It’s decent for generating ideas or names for fiction. I’ve used it for tabletop stuff a couple of times to give me NPC names or lists of personality traits, and it’s good sometimes for breaking writers block when I get stuck on some detail and I can’t figure out what word I want to use or what to name something. You can usually get it to give you some sort of okay suggestions, but the volume of ideas is usually enough to spark a better idea for me. The only weird thing I’ve noticed is that GPT4 (or whatever flavor bing/copilot is currently using) REALLY likes alliteration to a degree that is downright corny. It’s kinda weird but sort of funny honestly.
I’ve refused to indulge in using them for searching. Do they cite their sources now? All I’ve seen are screenshots where it appears you’re just supposed to take their word for it. Curious if that’s changed.
Some like Phind or Perplexity cite their sources. And they give you directly the answer you’re looking for without having to search it in a mess of “subscribe to our newsletter”, “other articles that may interest you”, 3 paragraphs of “if you read this article, you will know what you want to know”, “special promotion for you”,…
I may grudgingly try it then. lol Though I’ve gotten quite good at filtering out the chaff from search results.
Bing Chat has become my go-to search engine for situations where I’m not looking for a specific website or other such resource, and instead want some kind of information or knowledge. I’d recommend giving it a shot. It does a websearch in the background, puts the results into its hidden context, and then builds an answer for you based on the information it dredged up, complete with links. You can then clarify your question or ask for further details and get a back-and-forth going, it’s really handy. I’d recommend giving it a shot, I believe it works without needing an account now.

• _Listed records_
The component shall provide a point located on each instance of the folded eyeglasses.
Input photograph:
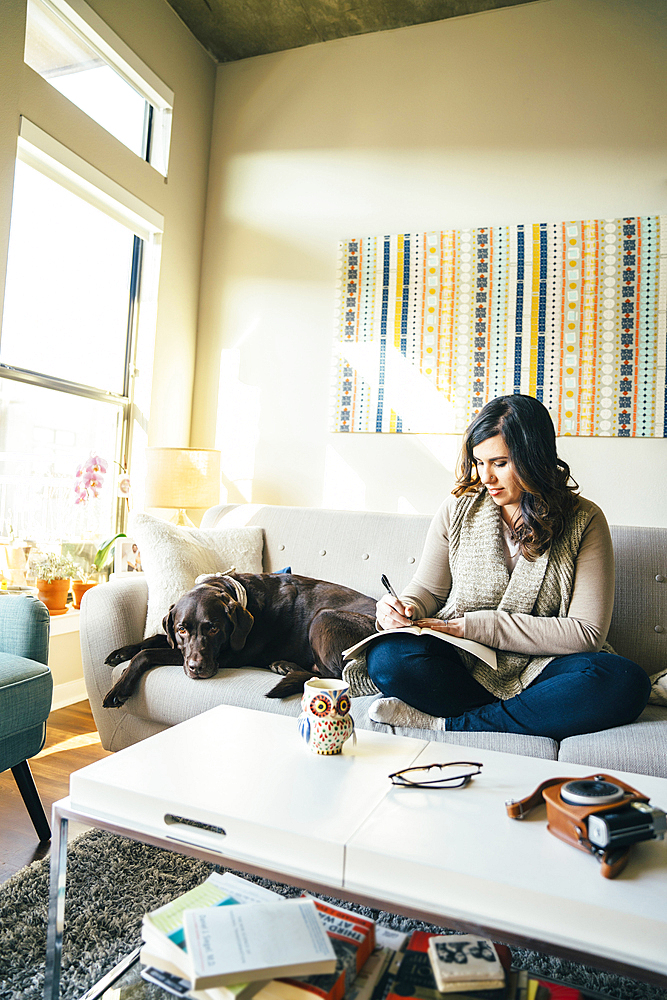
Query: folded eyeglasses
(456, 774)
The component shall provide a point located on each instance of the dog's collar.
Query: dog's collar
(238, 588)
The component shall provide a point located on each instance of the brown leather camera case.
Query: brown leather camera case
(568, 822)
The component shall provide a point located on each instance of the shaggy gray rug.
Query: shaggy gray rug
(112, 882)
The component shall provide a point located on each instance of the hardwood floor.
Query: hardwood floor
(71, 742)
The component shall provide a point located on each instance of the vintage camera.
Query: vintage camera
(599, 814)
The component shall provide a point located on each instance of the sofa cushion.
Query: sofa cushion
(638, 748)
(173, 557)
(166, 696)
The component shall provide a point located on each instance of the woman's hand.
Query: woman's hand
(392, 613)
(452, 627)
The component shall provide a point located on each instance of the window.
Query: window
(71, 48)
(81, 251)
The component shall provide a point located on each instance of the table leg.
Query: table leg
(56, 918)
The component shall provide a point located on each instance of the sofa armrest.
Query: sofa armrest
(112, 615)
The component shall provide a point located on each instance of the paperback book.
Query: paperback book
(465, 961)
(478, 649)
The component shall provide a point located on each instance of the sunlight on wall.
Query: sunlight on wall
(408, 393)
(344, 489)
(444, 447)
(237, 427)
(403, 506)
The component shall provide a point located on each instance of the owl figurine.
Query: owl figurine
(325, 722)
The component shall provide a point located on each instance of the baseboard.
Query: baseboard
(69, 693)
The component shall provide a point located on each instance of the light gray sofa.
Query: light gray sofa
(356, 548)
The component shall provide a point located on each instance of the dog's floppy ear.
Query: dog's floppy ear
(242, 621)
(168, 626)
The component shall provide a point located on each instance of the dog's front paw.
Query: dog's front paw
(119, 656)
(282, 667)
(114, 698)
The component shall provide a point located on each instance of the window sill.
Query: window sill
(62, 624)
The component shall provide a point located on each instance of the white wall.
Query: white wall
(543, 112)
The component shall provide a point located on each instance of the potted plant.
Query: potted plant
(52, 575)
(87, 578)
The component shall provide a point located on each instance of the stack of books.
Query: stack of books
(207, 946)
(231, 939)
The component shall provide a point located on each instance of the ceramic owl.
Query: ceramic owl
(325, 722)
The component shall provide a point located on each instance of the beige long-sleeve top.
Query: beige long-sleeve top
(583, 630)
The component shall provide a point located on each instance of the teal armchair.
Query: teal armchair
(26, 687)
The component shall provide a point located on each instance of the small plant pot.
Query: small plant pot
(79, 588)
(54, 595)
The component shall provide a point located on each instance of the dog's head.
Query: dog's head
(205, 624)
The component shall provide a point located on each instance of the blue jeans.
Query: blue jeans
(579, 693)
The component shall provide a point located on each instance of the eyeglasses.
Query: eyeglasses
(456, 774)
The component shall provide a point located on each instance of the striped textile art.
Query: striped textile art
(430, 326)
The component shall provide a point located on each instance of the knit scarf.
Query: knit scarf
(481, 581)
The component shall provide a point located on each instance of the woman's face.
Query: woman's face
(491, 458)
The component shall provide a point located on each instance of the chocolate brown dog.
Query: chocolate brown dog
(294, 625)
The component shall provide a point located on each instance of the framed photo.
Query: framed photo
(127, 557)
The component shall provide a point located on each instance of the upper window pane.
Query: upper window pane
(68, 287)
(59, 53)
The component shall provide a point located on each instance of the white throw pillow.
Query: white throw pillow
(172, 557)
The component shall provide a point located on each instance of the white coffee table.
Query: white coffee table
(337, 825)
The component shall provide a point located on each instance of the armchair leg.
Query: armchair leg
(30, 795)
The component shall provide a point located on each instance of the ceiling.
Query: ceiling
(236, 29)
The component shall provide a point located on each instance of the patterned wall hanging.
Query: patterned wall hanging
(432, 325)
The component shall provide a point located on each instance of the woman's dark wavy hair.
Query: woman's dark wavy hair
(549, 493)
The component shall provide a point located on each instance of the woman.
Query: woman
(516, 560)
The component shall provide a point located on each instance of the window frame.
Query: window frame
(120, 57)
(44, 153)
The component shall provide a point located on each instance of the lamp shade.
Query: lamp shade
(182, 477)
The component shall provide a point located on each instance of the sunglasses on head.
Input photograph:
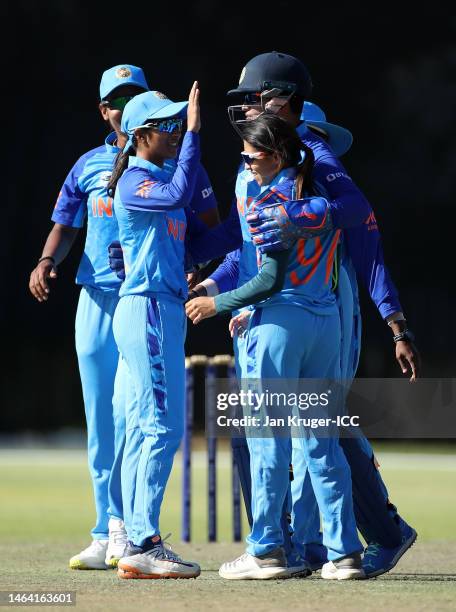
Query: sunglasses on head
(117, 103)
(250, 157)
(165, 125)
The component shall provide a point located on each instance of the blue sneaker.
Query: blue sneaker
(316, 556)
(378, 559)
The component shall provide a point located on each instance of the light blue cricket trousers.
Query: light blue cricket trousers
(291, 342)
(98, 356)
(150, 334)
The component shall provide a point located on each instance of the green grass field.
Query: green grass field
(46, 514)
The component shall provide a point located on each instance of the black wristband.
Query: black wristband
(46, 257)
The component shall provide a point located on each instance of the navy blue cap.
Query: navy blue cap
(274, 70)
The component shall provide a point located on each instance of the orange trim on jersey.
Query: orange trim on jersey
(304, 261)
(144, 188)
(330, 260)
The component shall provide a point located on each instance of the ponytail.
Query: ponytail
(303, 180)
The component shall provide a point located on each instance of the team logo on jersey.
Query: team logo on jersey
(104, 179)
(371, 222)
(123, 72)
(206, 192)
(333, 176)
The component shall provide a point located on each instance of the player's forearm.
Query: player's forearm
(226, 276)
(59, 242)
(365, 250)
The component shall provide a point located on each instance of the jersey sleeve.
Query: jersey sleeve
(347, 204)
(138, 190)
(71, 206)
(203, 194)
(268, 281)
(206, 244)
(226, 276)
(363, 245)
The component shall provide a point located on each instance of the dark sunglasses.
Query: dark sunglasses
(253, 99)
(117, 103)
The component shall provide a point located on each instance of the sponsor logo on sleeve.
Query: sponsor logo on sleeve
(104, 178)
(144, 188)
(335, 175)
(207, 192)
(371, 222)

• _Tasks to carry out_
1) Translate this sentence from the discussion text into Spanish: "Bing Chat has become my go-to search engine for situations where I’m not looking for a specific website or other such resource, and instead want some kind of information or knowledge."
2) Update the stretch of the discussion text from "Some like Phind" through "from search results.", changing "chaff" to "clutter".

• _List of answers_
1) Bing Chat se ha convertido en mi motor de búsqueda predilecto para las situaciones en las que no busco un sitio web específico ni otro recurso similar, sino que quiero algún tipo de información o conocimiento.

2)
Some like Phind or Perplexity cite their sources. And they give you directly the answer you’re looking for without having to search it in a mess of “subscribe to our newsletter”, “other articles that may interest you”, 3 paragraphs of “if you read this article, you will know what you want to know”, “special promotion for you”,…
I may grudgingly try it then. lol Though I’ve gotten quite good at filtering out the clutter from search results.